What the task requires
Print the items verbatim, beginning with their first line and ending after the line that contains "[123,106,156,139]".

Exercise data
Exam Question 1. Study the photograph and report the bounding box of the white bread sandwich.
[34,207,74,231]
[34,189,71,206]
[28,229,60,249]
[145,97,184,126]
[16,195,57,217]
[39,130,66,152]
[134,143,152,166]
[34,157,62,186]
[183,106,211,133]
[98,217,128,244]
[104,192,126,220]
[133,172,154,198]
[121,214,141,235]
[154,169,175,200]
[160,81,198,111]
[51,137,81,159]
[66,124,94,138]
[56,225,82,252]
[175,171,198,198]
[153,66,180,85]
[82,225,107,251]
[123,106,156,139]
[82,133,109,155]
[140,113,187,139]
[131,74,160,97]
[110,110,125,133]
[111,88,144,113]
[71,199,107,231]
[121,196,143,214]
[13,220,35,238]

Finished exercise
Exam Question 1. Study the photograph and report the bounding box of the white bread sandwich.
[34,207,74,231]
[34,189,71,206]
[28,229,60,249]
[145,97,184,126]
[16,195,57,217]
[39,130,66,152]
[134,143,152,166]
[34,157,62,186]
[183,106,211,133]
[98,217,128,244]
[104,192,126,220]
[133,172,154,198]
[121,214,141,235]
[154,169,175,200]
[160,81,198,111]
[51,137,81,159]
[66,124,94,138]
[56,225,82,252]
[175,171,198,198]
[153,66,180,85]
[82,225,107,251]
[123,106,156,139]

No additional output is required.